Convolutions explained with… MS Excel!

Published in

Apache MXNet

10 min readOct 16, 2018

Convolutions are ubiquitous in deep learning. You can find them in the vast majority of Computer Vision models, for tasks such as visual search, and more recently they have been used to great effect in many Natural Language models too, for tasks such as text classification. Convolutions are ideal for picking up on spatial patterns in data (which are very common in real world datasets), and can be run in parallel for really fast computations.

Yet they can be tricky to understand. Getting your head around the exact computations performed can be challenging when you first look at convolutions. And even for experienced practitioners, certain convolution settings can lead to confusion.

So in this multi-part series, we’re going to use an unlikely suspect to help us understand what’s really going on with convolutions: our trusty old friend… Microsoft Excel, which I contest is actually a great tool for visualising the process of convolutions. I was inspired by the fantastic fast.ai lecture on the subject. As an added bonus for those of you who didn’t just close the page, we’ll also write supporting Apache MXNet Gluon code to learn about;

1D, 2D and 3D convolutions,
convolutions with padding, stride and dilation,
convolutions with multiple input and output channels,
and transposed convolutions.

With much ahead of us, let’s slide on into our first example.

2D Convolutions

Convolutions gained significant popularity after successes in the field of Computer Vision, on tasks such as image classification, object detection and instance segmentation. Since these tasks use images as inputs, and natural images usually have patterns along two spatial dimensions (of height and width), it’s more common to see examples of 2D Convolutions than 1D and 3D Convolutions. We’ll look at those cases in the next post, but let’s just stick to 2D Convolutions for now.

One of the most important components of a convolution operation is the kernel (a.k.a filter). You define the size of the kernel, and for 2D Convolutions (applied to single dimensional input array), the kernel will be a 2D array too: 3x3 is a common choice. Although the convolution is just a mathematical operation at heart, an interpretation of the kernel is that it’s the ‘spatial feature’ you’re looking to detect in the input. Some of the most simple spatial features represent edges of objects. And as you apply convolutions over and over again (layer after layer), you can create more abstracted spatial features: edges can be combined to define curves, then curves into an eye, and two eyes and a snout to define dog faces! A good way to visualise the spatial features captured by a kernel is to plot the image patches from a dataset that maximise the outputs of convolution with that kernel: see Figure 1 below.

**REQUIRED TASK 1**
Recast the stretch of the listing from the line containing "point: the woman's face" through the listing's final line as a Markdown table with the columns "No." and "Entry". Give each line its own numbered row and omit blank lines.

**TASK INPUTS**
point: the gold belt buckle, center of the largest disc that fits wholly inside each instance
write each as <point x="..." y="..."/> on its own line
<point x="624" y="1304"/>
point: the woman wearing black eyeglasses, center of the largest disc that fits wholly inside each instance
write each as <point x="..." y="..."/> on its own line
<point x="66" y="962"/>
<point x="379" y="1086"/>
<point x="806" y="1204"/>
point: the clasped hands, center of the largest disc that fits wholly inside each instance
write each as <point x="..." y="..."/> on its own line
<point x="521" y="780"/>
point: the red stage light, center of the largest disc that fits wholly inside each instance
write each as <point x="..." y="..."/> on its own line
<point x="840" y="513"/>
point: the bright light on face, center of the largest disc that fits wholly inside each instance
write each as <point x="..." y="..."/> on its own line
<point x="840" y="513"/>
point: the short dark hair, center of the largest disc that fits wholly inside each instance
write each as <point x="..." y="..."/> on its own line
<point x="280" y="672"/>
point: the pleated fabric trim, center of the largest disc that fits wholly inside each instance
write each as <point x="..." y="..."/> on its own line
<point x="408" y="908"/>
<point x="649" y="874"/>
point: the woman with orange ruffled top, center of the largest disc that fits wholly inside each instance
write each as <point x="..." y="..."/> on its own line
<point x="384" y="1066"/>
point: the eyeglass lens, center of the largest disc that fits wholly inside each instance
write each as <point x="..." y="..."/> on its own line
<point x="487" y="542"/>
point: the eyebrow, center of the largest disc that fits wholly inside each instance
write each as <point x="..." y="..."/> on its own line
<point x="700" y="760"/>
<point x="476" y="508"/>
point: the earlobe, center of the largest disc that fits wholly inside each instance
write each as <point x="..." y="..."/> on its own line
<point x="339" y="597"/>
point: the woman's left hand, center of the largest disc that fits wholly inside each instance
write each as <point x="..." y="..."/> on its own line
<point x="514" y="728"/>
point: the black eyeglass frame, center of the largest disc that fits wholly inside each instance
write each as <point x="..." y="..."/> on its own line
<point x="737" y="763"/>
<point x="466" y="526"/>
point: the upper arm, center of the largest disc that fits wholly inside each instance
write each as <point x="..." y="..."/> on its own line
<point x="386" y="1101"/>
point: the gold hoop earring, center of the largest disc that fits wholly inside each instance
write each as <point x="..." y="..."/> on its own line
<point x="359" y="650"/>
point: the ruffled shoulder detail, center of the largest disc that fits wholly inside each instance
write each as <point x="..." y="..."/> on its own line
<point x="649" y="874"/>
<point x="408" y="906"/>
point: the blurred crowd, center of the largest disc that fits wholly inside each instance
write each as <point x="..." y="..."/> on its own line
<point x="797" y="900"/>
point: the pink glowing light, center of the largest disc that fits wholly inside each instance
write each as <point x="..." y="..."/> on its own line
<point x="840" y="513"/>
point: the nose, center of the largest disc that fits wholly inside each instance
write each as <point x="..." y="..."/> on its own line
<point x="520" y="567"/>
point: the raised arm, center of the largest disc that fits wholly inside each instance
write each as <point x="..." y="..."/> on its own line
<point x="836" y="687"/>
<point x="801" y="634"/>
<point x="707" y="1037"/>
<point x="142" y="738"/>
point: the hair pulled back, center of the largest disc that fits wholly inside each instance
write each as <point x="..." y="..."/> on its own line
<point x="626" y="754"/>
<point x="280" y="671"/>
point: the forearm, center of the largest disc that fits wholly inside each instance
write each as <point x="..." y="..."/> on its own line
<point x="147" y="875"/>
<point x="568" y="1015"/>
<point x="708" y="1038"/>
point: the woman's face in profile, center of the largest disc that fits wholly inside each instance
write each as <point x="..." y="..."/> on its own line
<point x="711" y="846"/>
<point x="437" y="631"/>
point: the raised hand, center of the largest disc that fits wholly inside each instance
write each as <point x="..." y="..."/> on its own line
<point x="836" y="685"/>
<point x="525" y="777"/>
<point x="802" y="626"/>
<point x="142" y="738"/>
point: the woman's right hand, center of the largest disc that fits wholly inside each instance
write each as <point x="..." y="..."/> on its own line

**REQUIRED TASK 2**
Extend the article on explaining convolutions with Excel, starting after its last sentence.

**WRITTEN ANSWER 1**
| No. | Entry |
|---|---|
| 1 | point: the woman's face in profile, center of the largest disc that fits wholly inside each instance |
| 2 | write each as <point x="..." y="..."/> on its own line |
| 3 | <point x="711" y="846"/> |
| 4 | <point x="437" y="631"/> |
| 5 | point: the raised hand, center of the largest disc that fits wholly inside each instance |
| 6 | write each as <point x="..." y="..."/> on its own line |
| 7 | <point x="836" y="685"/> |
| 8 | <point x="525" y="777"/> |
| 9 | <point x="802" y="626"/> |
| 10 | <point x="142" y="738"/> |
| 11 | point: the woman's right hand, center of the largest disc that fits wholly inside each instance |
| 12 | write each as <point x="..." y="..."/> on its own line |

**WRITTEN ANSWER 2**
Figure 1: ImageNet patches that maximise the output of selected kernels from convolutional layers. (Source)

Watch out! We’re visualising image patches here (i.e. regions of images), and not the kernel values. Although first layer kernels could be interpreted directly, things get progressively more abstract with kernels from later convolutional layers.

So how do you choose the best kernel?

Once upon a time, you’d handcraft your own kernels; often basing them on pre-existing work and examples (see here for some simple cases). As you can imagine, this process could take a huge amount of time and is really tricky for kernels of convolutions that are deep in the network. And previously, there wasn’t a clear path or strategy to find the optimal values.

Stochastic gradient descent to the rescue! Our lives are much easier since the advent of neural networks and the back-propagation algorithm. Using the gradient of the loss with respect to each parameter (a.k.a weight) in the kernel, we can iteratively improve our kernels a batch of data at a time. So in the deep-learning paradigm, we just initialise the kernel with random values and optimise. And this is why people often say that deep-learning models learn the optimal features to extract as part of the learning process.

Figure 2: 24 different 5x5 kernels being learnt with stochastic gradient decent. (Source)

And how are the kernels used?

Some of the best visualisations of 2D convolutions I have seen are from Vincent Dumoulin & Francesco Visin. In their diagram below, we see a kernel (dark blue region) slide across the input matrix (blue) and produce and output matrix (green). With 2D Convolutions we slide the kernel in two directions: left/right and up/down. Although the movement of the kernel is shown clearly, the operation that happens at each step isn’t explained, and it would be useful to see some tangible examples using real numbers.

Figure 3: A 3x3 kernel applied to a 4x4 input matrix to give a 2x2 output. (Source)

About time we saw some numbers!

We’ll implement this in Excel to see how it’s done and then take a look at the MXNet Gluon code that can replicate this scenario. So let’s generate some dummy data for our input matrix and our convolution’s kernel and apply the convolution operation to calculate our output.

Figure 4: A 3x3 kernel applied to a 4x4 input matrix to give a 2x2 output.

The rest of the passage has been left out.